**Texto:**
=======

Confesiones Verdaderas/II
Yo tenía nueve años y se acercaba Navidad, fiesta en la que los niños de mi familia recibíamos regalos de una anciana amiga de la casa. Los regalos llegaron dos días antes de Nochebuena. Descubrí inmediatamente que uno de ellos contenía un proyector de cine y casi me desmayé de alegría. Sin embargo, en el momento del reparto de juguetes, el proyector fue para mi hermano de trece años. Pero éste, que nunca había mostrado el menor interés por la cinematografía, aprovechó la ocasión para venderme el proyector por doscientos soldados de plomo. Dos días más tarde me declaró la guerra, invadió mi país y derrotó a las escasas pero valerosas tropas que me quedaban. Escapé a un oscuro trastero, donde me refugié con mi nuevo juguete. Se llama cinematógrafo.

=======

**Datos del ejercicio:**

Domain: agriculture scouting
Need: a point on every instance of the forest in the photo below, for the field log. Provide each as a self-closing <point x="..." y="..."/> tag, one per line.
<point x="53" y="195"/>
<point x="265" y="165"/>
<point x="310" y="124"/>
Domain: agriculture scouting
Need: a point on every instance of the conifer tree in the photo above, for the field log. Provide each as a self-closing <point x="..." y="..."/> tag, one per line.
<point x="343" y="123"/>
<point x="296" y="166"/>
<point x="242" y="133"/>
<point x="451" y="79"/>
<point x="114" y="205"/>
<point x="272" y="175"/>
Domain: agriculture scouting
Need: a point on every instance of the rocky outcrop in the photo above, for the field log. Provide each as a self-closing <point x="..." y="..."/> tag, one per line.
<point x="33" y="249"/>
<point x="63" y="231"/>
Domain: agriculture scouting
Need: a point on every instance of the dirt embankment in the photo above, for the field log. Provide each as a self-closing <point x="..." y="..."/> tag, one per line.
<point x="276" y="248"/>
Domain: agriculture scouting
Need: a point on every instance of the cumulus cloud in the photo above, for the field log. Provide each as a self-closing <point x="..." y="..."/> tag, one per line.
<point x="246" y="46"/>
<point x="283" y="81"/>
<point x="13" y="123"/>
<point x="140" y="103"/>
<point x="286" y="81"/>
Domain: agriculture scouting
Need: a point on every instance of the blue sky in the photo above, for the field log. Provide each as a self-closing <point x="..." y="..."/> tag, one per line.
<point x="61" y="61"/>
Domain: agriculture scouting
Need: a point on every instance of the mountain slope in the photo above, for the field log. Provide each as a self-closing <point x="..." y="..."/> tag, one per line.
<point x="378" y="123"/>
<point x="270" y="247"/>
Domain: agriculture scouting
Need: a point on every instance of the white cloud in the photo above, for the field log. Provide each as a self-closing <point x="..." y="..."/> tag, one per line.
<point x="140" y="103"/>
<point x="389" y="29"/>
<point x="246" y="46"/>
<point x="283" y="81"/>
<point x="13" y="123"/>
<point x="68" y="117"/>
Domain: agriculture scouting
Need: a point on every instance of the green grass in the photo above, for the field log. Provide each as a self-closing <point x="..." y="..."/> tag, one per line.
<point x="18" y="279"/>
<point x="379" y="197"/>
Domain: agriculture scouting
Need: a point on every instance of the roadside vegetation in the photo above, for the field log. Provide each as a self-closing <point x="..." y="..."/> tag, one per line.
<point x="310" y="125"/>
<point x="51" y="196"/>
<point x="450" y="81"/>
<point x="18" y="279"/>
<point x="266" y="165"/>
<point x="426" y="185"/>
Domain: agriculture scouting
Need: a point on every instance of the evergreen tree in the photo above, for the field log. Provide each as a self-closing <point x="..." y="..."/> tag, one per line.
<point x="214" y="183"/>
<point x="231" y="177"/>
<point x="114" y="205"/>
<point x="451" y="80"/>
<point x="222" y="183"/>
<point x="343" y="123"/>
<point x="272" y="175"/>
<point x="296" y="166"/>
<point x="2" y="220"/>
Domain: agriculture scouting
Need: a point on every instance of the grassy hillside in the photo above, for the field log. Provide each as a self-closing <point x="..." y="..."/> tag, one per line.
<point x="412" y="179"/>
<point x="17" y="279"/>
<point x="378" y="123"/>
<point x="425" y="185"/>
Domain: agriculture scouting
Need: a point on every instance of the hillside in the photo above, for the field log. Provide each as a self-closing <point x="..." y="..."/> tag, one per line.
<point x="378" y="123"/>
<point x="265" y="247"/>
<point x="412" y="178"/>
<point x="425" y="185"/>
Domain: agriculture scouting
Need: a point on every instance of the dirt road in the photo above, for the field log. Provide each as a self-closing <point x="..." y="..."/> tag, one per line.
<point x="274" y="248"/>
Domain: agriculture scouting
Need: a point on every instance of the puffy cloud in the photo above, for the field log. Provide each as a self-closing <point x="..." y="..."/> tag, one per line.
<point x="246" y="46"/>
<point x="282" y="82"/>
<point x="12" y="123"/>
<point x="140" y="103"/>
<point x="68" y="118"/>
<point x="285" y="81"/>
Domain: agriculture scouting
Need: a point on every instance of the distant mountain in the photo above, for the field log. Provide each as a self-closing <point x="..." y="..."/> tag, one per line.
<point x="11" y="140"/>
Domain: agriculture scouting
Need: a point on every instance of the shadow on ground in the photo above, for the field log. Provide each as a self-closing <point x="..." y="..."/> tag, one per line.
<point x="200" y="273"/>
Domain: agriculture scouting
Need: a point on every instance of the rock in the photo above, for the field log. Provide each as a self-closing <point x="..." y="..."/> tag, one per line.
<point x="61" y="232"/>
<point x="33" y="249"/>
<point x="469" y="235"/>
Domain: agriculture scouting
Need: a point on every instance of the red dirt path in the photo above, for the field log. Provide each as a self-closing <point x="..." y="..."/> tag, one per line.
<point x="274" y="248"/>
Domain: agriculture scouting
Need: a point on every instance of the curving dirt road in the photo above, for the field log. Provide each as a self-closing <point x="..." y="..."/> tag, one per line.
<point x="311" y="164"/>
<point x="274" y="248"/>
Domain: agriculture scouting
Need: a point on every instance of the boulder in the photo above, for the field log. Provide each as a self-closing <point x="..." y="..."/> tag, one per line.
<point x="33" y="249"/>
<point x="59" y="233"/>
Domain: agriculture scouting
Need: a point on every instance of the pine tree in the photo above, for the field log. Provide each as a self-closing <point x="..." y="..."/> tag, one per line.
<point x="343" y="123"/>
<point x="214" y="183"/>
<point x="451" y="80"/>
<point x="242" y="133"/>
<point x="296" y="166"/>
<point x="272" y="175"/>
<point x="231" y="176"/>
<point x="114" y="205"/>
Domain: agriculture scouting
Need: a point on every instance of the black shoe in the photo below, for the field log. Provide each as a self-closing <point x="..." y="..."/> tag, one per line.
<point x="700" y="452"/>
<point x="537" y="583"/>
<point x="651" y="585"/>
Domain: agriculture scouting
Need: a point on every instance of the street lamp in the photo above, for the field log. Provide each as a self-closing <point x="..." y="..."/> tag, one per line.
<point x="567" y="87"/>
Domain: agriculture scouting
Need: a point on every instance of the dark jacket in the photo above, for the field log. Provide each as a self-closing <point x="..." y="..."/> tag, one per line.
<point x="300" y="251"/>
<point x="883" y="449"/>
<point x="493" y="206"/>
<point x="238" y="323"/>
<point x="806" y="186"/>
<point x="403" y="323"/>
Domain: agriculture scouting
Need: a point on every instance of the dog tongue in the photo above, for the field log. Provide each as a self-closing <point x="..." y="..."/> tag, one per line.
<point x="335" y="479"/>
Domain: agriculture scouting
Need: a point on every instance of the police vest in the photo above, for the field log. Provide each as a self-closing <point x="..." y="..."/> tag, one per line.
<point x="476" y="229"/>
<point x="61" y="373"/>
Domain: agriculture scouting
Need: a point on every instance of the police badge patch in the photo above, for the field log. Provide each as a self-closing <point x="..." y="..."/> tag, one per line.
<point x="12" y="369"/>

=======

**Ejercicios:**
1. Extrae del texto sobre el proyector de cine el trozo que empieza en "Confesiones Verdaderas/II" y termina en "Se llama cinematógrafo.".
2. Sigue el texto sobre el proyector de cine a partir de su última frase.

**Respuestas:**
1.
Confesiones Verdaderas/II
Yo tenía nueve años y se acercaba Navidad, fiesta en la que los niños de mi familia recibíamos regalos de una anciana amiga de la casa. Los regalos llegaron dos días antes de Nochebuena. Descubrí inmediatamente que uno de ellos contenía un proyector de cine y casi me desmayé de alegría. Sin embargo, en el momento del reparto de juguetes, el proyector fue para mi hermano de trece años. Pero éste, que nunca había mostrado el menor interés por la cinematografía, aprovechó la ocasión para venderme el proyector por doscientos soldados de plomo. Dos días más tarde me declaró la guerra, invadió mi país y derrotó a las escasas pero valerosas tropas que me quedaban. Escapé a un oscuro trastero, donde me refugié con mi nuevo juguete. Se llama cinematógrafo.

2.
Era una máquina sencilla, pero más peligrosa que una bomba. Tenía dos bobinas para sesenta metros de película de 35 milimetros, un mecanismo de alimentación, un sector y una buena lente montada en reluciente latón. En el interior de una caja de lata laqueada de negro iban una lámpara de nafta y un espejo reflector. Otra caja azul contenía cuatro metros de película eterna que, como todos los filmes de la época, estaba fabricada a base de nitrato y resultaba pavorosamente inflamable. Una película de nitrato, una lámpara de nafta y un proyeccionista de nueve años en un cuarto oscuro y polvoriento. Ninguna persona mayor advirtió el peligro de mezcla tan explosiva. Durante varios años fui gastando en películas todo mi dinero. Creo que en aquel trastero almacené varios kilómetros de cinta.
A veces me he sentido asombrado al recordar la exaltada e inexplicable emoción del niño que yo era. Si pasaba los fotogramas uno a uno, apenas ocurría nada. Pero si movía la manivela con rapidez, nacía el movimiento: las sombras comenzaban a actuar, las caras se volvían hacia mí, los ojos se abrían y las bocas formaban palabras inaudibles. Recuerdo aquellas imágenes con una claridad y un enfoque que, seguramente, nunca existieron en la realidad.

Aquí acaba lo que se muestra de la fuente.